| RECORDED DATA |
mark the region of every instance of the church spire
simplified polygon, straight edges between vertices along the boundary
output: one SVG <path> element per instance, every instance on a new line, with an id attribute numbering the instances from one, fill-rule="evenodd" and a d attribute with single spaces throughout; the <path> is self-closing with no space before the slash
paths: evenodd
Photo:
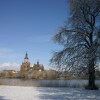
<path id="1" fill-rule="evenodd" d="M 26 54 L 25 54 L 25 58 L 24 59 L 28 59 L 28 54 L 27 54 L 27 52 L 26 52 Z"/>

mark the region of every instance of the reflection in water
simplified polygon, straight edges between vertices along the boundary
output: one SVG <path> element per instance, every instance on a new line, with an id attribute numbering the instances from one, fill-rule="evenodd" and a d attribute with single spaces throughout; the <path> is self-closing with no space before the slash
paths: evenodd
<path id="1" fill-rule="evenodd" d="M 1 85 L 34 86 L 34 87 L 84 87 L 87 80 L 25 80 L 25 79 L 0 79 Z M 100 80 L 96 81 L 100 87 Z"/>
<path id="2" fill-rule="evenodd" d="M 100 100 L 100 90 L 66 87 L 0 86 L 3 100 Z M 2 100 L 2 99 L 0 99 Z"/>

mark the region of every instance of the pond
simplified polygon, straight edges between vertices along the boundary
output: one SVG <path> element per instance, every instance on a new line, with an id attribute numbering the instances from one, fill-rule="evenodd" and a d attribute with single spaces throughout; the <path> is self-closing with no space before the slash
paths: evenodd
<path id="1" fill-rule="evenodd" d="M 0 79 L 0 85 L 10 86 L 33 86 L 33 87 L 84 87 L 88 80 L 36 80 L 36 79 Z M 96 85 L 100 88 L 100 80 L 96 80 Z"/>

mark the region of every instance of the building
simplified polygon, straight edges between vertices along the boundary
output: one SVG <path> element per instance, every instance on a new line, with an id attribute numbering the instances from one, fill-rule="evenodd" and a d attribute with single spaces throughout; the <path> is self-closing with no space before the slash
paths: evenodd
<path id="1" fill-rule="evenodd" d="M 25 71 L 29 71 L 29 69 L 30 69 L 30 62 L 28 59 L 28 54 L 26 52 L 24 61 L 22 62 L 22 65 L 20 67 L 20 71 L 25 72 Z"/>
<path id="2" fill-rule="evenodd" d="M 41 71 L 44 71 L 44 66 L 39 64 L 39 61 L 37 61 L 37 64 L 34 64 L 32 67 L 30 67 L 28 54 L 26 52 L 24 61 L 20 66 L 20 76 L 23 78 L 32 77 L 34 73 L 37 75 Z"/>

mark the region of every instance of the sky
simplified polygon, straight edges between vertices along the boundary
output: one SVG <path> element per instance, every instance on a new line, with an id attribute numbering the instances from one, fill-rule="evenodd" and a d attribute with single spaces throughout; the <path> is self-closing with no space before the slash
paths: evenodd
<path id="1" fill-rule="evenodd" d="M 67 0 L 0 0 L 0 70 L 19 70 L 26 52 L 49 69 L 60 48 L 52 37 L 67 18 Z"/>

| WHAT THE TASK REQUIRES |
Please recast every line of the listing above as a JSON list of strings, one string per line, skipping blank lines and leaving out the picture.

| RIGHT ANSWER |
[
  "mark the region of every instance of the church spire",
  "simplified polygon, straight edges between vertices along the boundary",
  "output: one SVG <path> element per instance, every instance on a new line, with an id attribute numbering the instances from one, fill-rule=\"evenodd\" and a d attribute with single spaces throughout; the <path> is self-closing with no space before the slash",
  "paths: evenodd",
  "Photo:",
  "<path id=\"1\" fill-rule=\"evenodd\" d=\"M 26 54 L 25 54 L 25 58 L 24 59 L 28 59 L 28 54 L 27 54 L 27 52 L 26 52 Z\"/>",
  "mark the region of every instance of the reflection in water",
  "simplified polygon, straight edges between vertices along the boundary",
  "output: one SVG <path> element per instance, every instance on a new line, with an id attribute numbering the instances from one, fill-rule=\"evenodd\" and a d attribute with single spaces throughout; the <path> is self-closing with no space before the slash",
  "paths: evenodd",
  "<path id=\"1\" fill-rule=\"evenodd\" d=\"M 1 85 L 34 86 L 34 87 L 84 87 L 87 80 L 25 80 L 25 79 L 0 79 Z M 100 80 L 96 81 L 100 87 Z\"/>",
  "<path id=\"2\" fill-rule=\"evenodd\" d=\"M 100 100 L 100 90 L 66 87 L 0 86 L 3 100 Z M 2 100 L 2 99 L 0 99 Z\"/>",
  "mark the region of every instance of the pond",
  "simplified polygon, straight edges between vertices along the boundary",
  "output: one SVG <path> element per instance, every instance on a new line, with an id attribute numbering the instances from one, fill-rule=\"evenodd\" and a d attribute with single spaces throughout; the <path> is self-closing with no space before the slash",
  "paths: evenodd",
  "<path id=\"1\" fill-rule=\"evenodd\" d=\"M 0 79 L 0 85 L 10 86 L 33 86 L 33 87 L 84 87 L 88 80 L 36 80 L 36 79 Z M 96 85 L 100 88 L 100 80 L 96 80 Z\"/>",
  "mark the region of every instance of the building",
  "simplified polygon, straight edges between vertices along the boundary",
  "output: one SVG <path> element per instance, every instance on a new line, with an id attribute numbering the instances from one, fill-rule=\"evenodd\" and a d attribute with single spaces throughout; the <path> is self-closing with no space before the slash",
  "paths: evenodd",
  "<path id=\"1\" fill-rule=\"evenodd\" d=\"M 25 71 L 29 71 L 29 69 L 30 69 L 30 62 L 28 59 L 28 54 L 26 52 L 24 61 L 22 62 L 22 65 L 20 67 L 20 71 L 25 72 Z\"/>",
  "<path id=\"2\" fill-rule=\"evenodd\" d=\"M 41 71 L 44 71 L 44 66 L 39 64 L 39 61 L 37 61 L 37 64 L 34 64 L 32 67 L 30 67 L 28 54 L 26 52 L 24 61 L 20 66 L 20 76 L 23 78 L 32 77 L 34 73 L 37 75 Z\"/>",
  "mark the region of every instance of the sky",
  "simplified polygon, straight edges between vertices along the boundary",
  "output: one SVG <path> element per instance, every instance on a new line, with an id attribute numbering the instances from one, fill-rule=\"evenodd\" and a d attribute with single spaces throughout; the <path> is self-closing with no space before the slash",
  "paths: evenodd",
  "<path id=\"1\" fill-rule=\"evenodd\" d=\"M 67 0 L 0 0 L 0 70 L 19 70 L 26 52 L 49 69 L 60 48 L 52 37 L 67 18 Z\"/>"
]